# Work order
The answer should contain every entry below, copied exactly.

Saved entries:
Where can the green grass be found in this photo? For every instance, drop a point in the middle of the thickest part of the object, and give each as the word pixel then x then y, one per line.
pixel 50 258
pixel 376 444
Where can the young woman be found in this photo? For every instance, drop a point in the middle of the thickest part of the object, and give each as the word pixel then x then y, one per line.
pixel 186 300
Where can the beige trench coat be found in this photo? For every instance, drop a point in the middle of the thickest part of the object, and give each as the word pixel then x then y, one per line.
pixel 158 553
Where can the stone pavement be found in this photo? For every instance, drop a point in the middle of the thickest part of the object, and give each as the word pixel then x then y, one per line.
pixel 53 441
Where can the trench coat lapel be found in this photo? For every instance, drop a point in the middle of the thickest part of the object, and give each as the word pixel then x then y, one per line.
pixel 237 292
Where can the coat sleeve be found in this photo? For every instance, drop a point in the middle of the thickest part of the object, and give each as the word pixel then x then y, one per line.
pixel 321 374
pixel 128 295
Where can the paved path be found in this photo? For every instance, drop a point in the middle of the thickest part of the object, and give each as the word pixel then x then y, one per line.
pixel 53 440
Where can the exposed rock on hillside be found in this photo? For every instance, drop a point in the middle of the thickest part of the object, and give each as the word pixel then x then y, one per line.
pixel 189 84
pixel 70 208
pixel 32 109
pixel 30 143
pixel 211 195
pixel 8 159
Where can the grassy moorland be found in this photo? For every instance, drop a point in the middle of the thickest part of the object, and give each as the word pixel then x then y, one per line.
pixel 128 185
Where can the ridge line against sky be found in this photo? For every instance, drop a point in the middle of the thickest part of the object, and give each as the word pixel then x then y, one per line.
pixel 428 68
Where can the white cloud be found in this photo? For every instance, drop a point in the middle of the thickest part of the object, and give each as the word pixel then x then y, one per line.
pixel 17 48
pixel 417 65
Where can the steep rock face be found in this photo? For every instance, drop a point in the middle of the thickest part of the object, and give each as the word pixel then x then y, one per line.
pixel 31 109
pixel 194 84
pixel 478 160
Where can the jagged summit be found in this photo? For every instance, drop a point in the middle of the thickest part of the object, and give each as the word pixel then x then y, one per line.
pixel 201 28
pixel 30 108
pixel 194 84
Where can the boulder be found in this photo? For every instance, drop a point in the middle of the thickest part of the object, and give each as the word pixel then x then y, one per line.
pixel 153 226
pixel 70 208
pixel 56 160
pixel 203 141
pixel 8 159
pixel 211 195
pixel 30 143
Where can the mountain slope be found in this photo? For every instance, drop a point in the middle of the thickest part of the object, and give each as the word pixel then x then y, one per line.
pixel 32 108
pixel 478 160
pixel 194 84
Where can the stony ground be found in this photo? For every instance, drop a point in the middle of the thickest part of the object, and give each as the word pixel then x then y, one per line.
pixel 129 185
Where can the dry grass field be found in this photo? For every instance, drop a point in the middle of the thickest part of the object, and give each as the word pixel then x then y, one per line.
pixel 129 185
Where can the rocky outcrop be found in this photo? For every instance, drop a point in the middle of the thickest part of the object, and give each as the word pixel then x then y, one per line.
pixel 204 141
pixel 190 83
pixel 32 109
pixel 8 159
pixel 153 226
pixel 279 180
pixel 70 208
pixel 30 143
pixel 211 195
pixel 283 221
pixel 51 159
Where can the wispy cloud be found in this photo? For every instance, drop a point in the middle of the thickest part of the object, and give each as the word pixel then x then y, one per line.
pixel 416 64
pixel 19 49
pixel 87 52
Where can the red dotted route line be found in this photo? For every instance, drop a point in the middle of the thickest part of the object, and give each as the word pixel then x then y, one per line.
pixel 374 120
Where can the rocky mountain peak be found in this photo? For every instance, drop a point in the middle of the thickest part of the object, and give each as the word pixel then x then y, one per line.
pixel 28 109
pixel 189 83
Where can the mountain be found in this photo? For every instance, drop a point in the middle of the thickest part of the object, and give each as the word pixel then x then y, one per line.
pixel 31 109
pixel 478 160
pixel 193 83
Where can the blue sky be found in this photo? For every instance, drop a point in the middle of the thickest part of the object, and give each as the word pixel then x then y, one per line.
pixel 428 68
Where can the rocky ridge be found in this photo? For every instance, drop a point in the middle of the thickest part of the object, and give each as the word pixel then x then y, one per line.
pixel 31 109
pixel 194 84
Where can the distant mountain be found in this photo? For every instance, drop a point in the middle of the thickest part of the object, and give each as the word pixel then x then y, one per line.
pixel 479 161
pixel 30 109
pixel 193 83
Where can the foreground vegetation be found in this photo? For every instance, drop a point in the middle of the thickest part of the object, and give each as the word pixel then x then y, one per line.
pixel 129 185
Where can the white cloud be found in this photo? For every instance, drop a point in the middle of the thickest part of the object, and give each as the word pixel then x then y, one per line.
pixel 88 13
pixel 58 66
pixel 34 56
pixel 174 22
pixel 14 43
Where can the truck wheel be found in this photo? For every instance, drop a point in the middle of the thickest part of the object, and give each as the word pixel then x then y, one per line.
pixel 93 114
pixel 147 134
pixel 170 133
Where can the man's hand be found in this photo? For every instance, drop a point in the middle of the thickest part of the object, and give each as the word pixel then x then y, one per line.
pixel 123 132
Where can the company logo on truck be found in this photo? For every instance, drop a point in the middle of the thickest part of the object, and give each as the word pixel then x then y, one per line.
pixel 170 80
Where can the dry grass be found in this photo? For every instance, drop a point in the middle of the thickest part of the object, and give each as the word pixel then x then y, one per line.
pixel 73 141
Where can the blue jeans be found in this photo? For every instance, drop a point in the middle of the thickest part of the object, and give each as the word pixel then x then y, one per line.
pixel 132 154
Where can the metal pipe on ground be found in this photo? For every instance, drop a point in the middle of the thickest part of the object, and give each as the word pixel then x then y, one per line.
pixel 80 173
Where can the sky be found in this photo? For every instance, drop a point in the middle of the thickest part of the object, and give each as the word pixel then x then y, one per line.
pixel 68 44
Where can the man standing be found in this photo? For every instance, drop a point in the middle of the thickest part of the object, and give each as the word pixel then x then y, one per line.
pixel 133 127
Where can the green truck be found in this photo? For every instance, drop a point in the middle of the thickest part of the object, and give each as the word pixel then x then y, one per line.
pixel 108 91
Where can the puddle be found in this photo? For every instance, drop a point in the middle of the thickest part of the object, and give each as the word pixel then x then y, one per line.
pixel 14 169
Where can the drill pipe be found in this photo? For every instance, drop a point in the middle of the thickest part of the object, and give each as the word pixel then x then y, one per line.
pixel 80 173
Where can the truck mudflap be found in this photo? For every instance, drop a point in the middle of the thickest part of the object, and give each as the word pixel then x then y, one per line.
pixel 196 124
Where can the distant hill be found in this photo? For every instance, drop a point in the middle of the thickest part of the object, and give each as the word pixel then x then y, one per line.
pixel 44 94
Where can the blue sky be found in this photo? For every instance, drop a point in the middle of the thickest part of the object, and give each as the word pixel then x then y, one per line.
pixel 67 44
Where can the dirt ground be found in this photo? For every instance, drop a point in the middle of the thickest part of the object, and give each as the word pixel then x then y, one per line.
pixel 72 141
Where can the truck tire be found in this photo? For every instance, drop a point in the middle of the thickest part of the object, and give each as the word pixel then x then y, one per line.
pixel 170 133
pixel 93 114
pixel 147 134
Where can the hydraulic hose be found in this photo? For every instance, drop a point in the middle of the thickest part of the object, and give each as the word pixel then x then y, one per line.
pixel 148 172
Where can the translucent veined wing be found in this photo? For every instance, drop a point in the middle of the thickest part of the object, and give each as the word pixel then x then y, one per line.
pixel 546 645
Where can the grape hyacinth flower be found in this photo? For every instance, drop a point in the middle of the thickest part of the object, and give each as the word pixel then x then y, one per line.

# Response area
Where can the green grass be found in this photo? For every instance, drop a point in the middle of the thickest part of the object, and give each as the word pixel then x then y, one per line.
pixel 50 258
pixel 376 444
Where can the young woman be found in this photo? For every instance, drop a point in the middle of the thickest part of the object, and give each as the word pixel then x then y, one per line.
pixel 186 300
Where can the beige trench coat be found in this photo? For every instance, drop a point in the middle of the thickest part of the object, and give each as the word pixel then x then y, one per line.
pixel 158 553
Where can the stone pavement be found in this photo? For every instance, drop a point in the middle of the thickest part of the object, and give each as the word pixel then x then y, one per line.
pixel 53 441
Where can the trench coat lapel be found in this photo? For every instance, drop a point in the middle of the thickest part of the object, and give each as the word pixel then x then y, one per line.
pixel 237 292
Where can the coat sleeve be found in this photo? For every instance, drop a point in the middle of the thickest part of the object, and give each as the word pixel then x then y, one per line.
pixel 321 374
pixel 128 295
Where can the paved path be found in this photo? For every instance, drop a point in the middle of the thickest part of the object, and give each as the word pixel then x then y, one per line.
pixel 53 440
Where can the exposed rock on hillside be found in this photo? For every instance, drop a point in the middle of the thickest part of the object, and give each as the word pixel then x then y, one per line.
pixel 189 84
pixel 70 208
pixel 32 109
pixel 30 143
pixel 211 195
pixel 8 159
Where can the grassy moorland be found in this photo? For every instance, drop a point in the middle of the thickest part of the object, and give each as the word pixel then x then y, one per line.
pixel 128 185
Where can the ridge line against sky be found in this photo? For every instance, drop a point in the middle of the thickest part of the object, and give each as the word pixel then x then y, one per line.
pixel 428 68
Where can the white cloud be found in this photo? For every instance, drop a point in the middle of the thickest part of the object, and give each as the word pixel then x then y, one per line.
pixel 17 48
pixel 417 65
Where can the steep rock face be found in this photo? For every instance, drop a point in the middle of the thickest part of the object, and give each as the word pixel then x then y, one per line.
pixel 31 109
pixel 194 84
pixel 478 160
Where can the jagged summit be found in this photo? For every instance, drop a point in the middle of the thickest part of the object, and give each as the word pixel then x then y, one per line.
pixel 201 28
pixel 30 108
pixel 194 84
Where can the boulder be found in this photo? For every instance, drop a point in the middle of the thickest part of the object, and give each as the word pixel then x then y, one per line.
pixel 153 226
pixel 70 208
pixel 56 160
pixel 203 141
pixel 8 159
pixel 211 195
pixel 30 143
Where can the mountain slope be found in this photo? For every instance, drop a point in the middle of the thickest part of the object, and give each as the word pixel then x then y, one per line.
pixel 32 108
pixel 478 160
pixel 194 84
Where can the stony ground be found in this photo? For every instance, drop a point in the middle of the thickest part of the object, and give each as the word pixel then x then y, one per line.
pixel 129 185
Where can the dry grass field be found in this photo? For every instance, drop a point in the middle of the thickest part of the object, and give each as the word pixel then x then y, one per line.
pixel 129 185
Where can the rocky outcrop be found in this photo? For every instance, drop a point in the middle of the thickest part of the object, and give each as the word pixel then x then y, one per line.
pixel 204 141
pixel 190 83
pixel 32 109
pixel 8 159
pixel 153 226
pixel 279 180
pixel 70 208
pixel 30 143
pixel 211 195
pixel 283 221
pixel 51 159
Where can the wispy cloud be found in this photo? For every instance, drop a point in the middle of the thickest part of the object, and give each as the word pixel then x then y, one per line.
pixel 416 64
pixel 19 49
pixel 87 52
Where can the red dotted route line be found in this photo? For every instance, drop a point in the middle of the thickest part of the object, and give each as the word pixel then x then y, one per line.
pixel 374 120
Where can the rocky mountain peak be found in this photo? For every instance, drop a point in the middle of the thickest part of the object, and give each as the word pixel then x then y, one per line.
pixel 28 109
pixel 189 83
Where can the mountain be found in this photo? For every instance, drop a point in the middle of the thickest part of the object, and give each as the word pixel then x then y, one per line.
pixel 31 109
pixel 478 160
pixel 193 83
Where can the blue sky be found in this photo? For every instance, drop a point in the middle of the thickest part of the object, and give each as the word pixel then x then y, one per line.
pixel 428 68
Where can the rocky ridge be found in this photo? For every instance, drop a point in the middle of the thickest part of the object, and give each as the word pixel then x then y, one per line.
pixel 31 109
pixel 194 84
Where can the distant mountain be found in this photo? For every instance, drop a point in the middle of the thickest part of the object, and give each as the word pixel then x then y, one per line.
pixel 479 161
pixel 30 109
pixel 193 83
Where can the foreground vegetation be found in this photo? For every instance, drop a point in the middle of the thickest part of the object, and give each as the word pixel then x then y, one per line.
pixel 129 185
Where can the white cloud be found in this photo? For every instance, drop a point in the middle of the thickest part of the object, and give each as the word pixel then x then y, one per line.
pixel 88 13
pixel 58 66
pixel 34 56
pixel 174 22
pixel 14 43
Where can the truck wheel be found in this photo? For every instance, drop a point in the middle of the thickest part of the object, and give each as the word pixel then x then y, one per line.
pixel 93 114
pixel 147 134
pixel 170 133
Where can the man's hand be found in this photo? For every instance, drop a point in the middle of the thickest part of the object, and give each as the word pixel then x then y, one per line.
pixel 123 132
Where can the company logo on truck be found in this photo? For every instance, drop a point in the middle of the thickest part of the object, and give each as the word pixel then x then y, one per line.
pixel 170 80
Where can the dry grass be found in this photo? For every instance, drop a point in the middle of the thickest part of the object, and give each as the word pixel then x then y, one per line.
pixel 73 141
Where can the blue jeans be found in this photo? For every instance, drop a point in the middle of the thickest part of the object, and give each as the word pixel then x then y, one per line.
pixel 132 154
Where can the metal pipe on ground be found in this photo? For every instance, drop a point in the middle of the thickest part of the object, and give each as the word pixel then x then y, one per line.
pixel 80 173
Where can the sky be found in this photo? For every instance, drop a point in the middle of the thickest part of the object, and give each as the word pixel then x then y, one per line.
pixel 68 44
Where can the man standing be found in this photo? For every instance, drop a point in the middle of the thickest part of the object, and give each as the word pixel then x then y, one per line.
pixel 133 127
Where can the green truck be found in this photo? For every instance, drop a point in the middle of the thickest part of the object, and give each as the word pixel then x then y, one per line.
pixel 108 91
Where can the puddle be found in this photo? For every instance, drop a point in the middle of the thickest part of the object, and give each as the word pixel then x then y, one per line.
pixel 14 169
Where can the drill pipe be found in this photo? For every instance, drop a point in the middle of the thickest part of the object, and give each as the word pixel then x then y, one per line.
pixel 80 173
Where can the truck mudflap be found in this photo? For every instance, drop a point in the middle of the thickest part of the object, and give each as the word pixel then x then y, one per line.
pixel 196 124
Where can the distant hill be found in this photo? For every instance, drop a point in the middle of the thickest part of the object, and give each as the word pixel then x then y, one per line.
pixel 44 94
Where can the blue sky be found in this photo? For every instance, drop a point in the middle of the thickest part of the object, and give each as the word pixel then x then y, one per line.
pixel 67 44
Where can the dirt ground be found in this photo? For every instance, drop a point in the middle of the thickest part of the object, and give each as the word pixel then x then y, one per line.
pixel 72 141
Where can the truck tire be found in this photo? For every instance, drop a point in the middle of the thickest part of the object, and give each as the word pixel then x then y, one per line.
pixel 170 133
pixel 93 114
pixel 147 134
Where can the hydraulic hose be found in this photo? For every instance, drop a point in the middle of the thickest part of the object, and give each as the word pixel then x then y, one per line.
pixel 148 172
Where can the translucent veined wing be found in this photo? For every instance, drop a point in the middle of the thickest part of the object, and give each as the word pixel then x then y, one per line.
pixel 546 645
Where can the grape hyacinth flower be found in this photo? For every instance, drop a point in the middle of the thickest part of the object, and give each as the word pixel then x then y, one per line.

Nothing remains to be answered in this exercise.